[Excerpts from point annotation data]
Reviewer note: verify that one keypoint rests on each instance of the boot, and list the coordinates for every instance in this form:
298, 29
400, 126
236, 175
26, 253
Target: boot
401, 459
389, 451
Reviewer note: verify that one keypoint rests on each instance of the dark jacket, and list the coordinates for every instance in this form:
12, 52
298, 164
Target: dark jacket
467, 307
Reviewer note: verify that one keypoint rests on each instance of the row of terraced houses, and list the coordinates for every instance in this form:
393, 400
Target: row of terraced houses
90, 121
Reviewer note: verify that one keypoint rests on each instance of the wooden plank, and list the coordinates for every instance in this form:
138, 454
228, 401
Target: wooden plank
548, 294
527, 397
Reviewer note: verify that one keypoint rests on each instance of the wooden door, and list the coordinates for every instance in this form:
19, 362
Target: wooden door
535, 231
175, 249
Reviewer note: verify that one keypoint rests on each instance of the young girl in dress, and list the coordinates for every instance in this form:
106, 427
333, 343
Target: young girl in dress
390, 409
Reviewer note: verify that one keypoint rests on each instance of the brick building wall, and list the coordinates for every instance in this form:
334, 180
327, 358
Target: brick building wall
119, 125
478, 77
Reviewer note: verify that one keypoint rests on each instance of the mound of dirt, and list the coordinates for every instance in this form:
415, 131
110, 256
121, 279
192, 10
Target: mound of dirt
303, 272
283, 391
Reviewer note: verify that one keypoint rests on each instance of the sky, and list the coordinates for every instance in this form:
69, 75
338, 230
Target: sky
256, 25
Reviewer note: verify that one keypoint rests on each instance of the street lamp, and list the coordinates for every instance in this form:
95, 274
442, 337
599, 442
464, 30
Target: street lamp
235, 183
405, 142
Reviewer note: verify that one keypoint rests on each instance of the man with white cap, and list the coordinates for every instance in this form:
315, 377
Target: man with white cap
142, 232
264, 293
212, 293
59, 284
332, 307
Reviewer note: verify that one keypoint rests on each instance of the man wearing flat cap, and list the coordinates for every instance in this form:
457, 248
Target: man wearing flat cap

---

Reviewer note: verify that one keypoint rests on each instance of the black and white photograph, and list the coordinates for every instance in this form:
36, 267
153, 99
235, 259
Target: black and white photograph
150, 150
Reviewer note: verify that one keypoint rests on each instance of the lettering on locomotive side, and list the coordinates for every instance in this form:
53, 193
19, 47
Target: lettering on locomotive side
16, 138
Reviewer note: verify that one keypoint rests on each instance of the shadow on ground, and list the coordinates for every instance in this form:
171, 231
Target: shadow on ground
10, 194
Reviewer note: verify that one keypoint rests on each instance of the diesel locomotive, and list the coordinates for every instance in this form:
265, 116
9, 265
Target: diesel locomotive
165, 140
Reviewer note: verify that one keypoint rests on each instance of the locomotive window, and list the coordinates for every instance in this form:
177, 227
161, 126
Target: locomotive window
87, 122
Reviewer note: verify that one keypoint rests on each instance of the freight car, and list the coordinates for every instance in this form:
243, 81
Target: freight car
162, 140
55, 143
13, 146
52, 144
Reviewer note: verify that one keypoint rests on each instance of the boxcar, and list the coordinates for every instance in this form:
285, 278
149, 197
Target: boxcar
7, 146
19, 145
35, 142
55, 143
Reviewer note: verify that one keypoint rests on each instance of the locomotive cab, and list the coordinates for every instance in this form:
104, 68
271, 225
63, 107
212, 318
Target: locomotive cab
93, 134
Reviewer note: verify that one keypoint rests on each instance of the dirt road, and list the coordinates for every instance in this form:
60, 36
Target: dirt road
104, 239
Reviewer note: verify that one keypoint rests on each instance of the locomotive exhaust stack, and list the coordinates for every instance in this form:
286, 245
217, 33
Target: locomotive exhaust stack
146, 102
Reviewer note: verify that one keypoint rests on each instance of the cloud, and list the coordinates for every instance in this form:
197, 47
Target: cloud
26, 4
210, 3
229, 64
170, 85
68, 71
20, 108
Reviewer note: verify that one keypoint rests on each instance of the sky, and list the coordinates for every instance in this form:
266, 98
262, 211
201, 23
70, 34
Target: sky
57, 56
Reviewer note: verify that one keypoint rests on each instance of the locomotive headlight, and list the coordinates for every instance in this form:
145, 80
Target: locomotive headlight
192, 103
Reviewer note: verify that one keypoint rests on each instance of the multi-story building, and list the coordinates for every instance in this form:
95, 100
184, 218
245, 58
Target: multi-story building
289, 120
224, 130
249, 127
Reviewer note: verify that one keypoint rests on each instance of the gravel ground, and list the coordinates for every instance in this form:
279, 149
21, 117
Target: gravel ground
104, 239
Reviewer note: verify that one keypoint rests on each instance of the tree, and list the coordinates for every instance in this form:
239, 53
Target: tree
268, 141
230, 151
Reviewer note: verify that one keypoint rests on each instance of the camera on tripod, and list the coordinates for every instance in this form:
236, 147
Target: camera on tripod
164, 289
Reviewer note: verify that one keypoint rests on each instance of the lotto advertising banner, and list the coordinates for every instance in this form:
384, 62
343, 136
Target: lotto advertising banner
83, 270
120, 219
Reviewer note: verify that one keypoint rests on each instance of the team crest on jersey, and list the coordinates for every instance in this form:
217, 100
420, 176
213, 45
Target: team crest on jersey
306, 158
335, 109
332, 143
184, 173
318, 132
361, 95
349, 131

* * *

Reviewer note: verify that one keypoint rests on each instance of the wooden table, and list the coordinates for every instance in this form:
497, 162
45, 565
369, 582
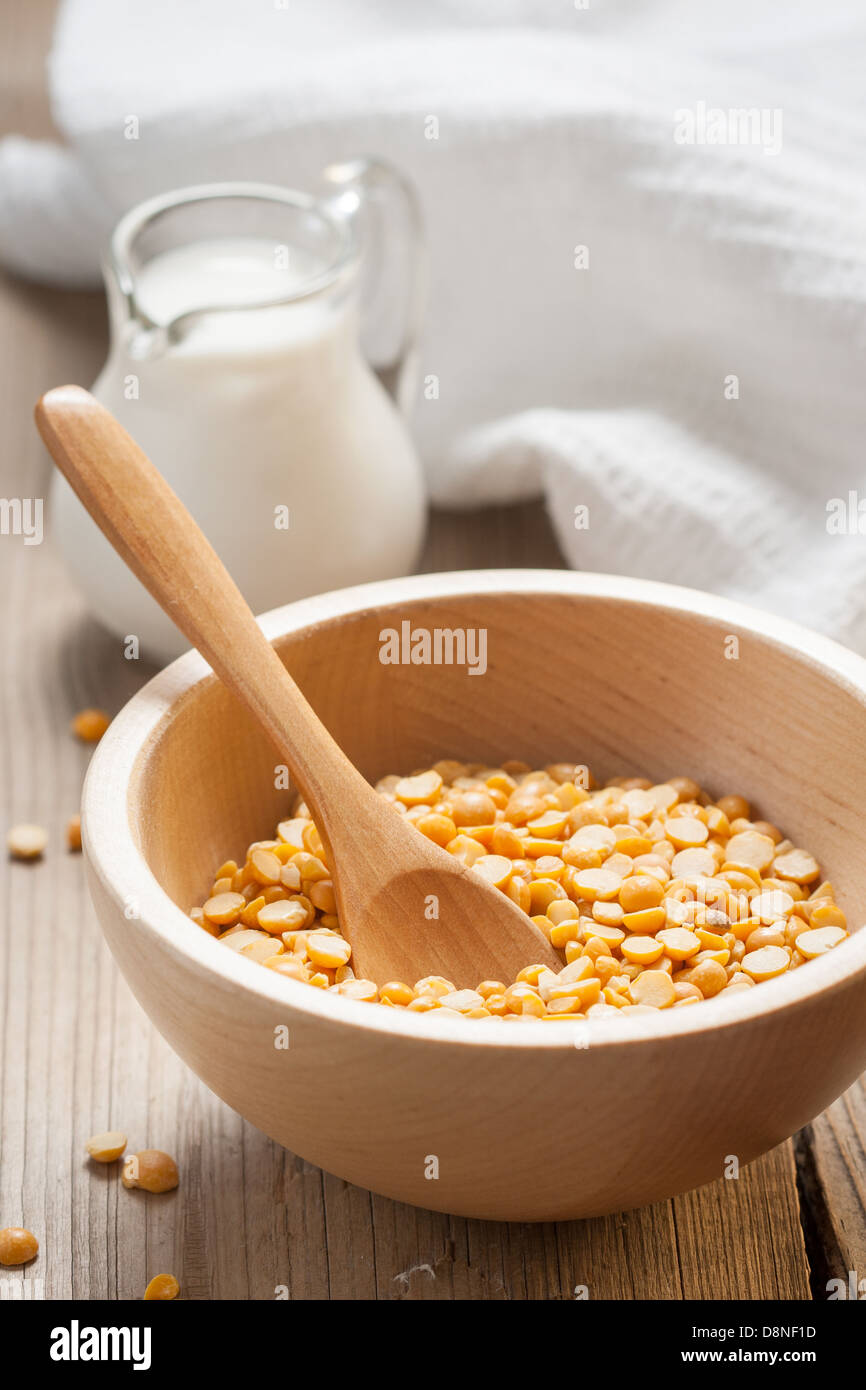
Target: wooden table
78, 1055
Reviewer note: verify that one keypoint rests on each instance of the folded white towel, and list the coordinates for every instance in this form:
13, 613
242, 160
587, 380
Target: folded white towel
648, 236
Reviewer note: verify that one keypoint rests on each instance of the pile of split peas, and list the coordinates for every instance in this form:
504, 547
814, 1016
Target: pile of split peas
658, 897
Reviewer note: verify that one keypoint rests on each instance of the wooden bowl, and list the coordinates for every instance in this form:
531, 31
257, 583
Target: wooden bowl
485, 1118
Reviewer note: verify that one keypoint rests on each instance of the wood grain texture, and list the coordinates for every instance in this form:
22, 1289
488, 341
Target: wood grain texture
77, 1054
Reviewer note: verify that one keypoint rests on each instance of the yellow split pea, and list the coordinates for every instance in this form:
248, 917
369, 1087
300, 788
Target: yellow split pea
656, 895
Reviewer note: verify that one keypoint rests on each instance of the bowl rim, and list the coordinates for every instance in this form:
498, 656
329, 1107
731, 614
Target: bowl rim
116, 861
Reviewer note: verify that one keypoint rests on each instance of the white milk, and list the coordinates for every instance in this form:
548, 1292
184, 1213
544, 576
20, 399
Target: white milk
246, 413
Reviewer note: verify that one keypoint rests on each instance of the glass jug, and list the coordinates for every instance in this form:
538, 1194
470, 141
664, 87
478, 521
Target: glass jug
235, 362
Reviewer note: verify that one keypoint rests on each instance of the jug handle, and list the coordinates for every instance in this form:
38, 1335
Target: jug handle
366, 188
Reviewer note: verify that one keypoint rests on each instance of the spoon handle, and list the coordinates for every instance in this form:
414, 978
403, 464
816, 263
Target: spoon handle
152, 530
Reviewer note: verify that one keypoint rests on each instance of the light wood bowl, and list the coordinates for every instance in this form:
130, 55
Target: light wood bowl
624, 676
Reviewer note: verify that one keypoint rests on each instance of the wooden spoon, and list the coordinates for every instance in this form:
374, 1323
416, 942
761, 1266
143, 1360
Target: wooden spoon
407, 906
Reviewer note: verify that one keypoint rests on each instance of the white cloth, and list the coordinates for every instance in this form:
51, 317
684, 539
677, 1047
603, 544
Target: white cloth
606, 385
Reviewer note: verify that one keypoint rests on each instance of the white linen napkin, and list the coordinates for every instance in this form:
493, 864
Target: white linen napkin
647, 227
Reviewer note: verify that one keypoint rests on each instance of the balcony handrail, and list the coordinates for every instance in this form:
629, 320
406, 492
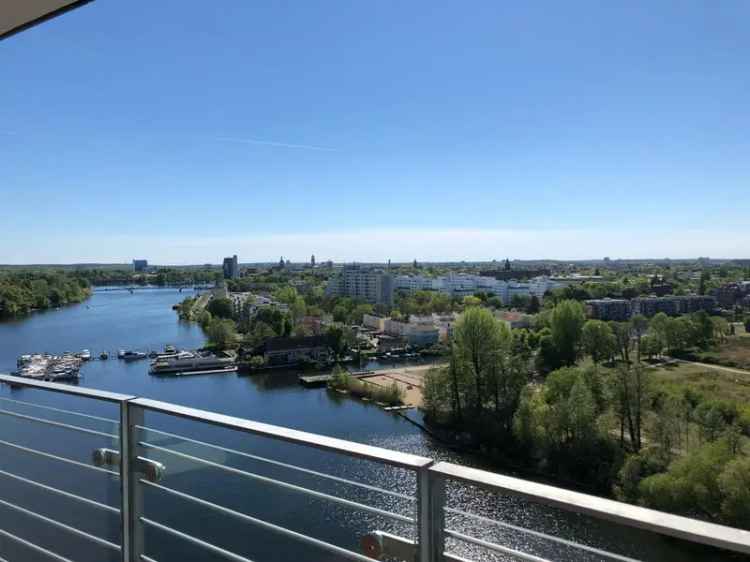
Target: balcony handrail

◆ **Task prompt**: Copy the items from the line with "the white linen" to the line with "Target: balcony handrail", renaming every "keypoint" to "marker" and changing nothing else. Leave the pictures out.

◆ **The response**:
Reviewer note: verify that one marker rests on each instance of the white linen napkin, and list the coordinates for every instance in this form:
493, 864
Target: white linen napkin
647, 227
Reviewer note: verify that one marker rests on each instance of the balcony handrail, and list the coordinates for every instance in this form:
629, 320
406, 492
Target: balcony handrail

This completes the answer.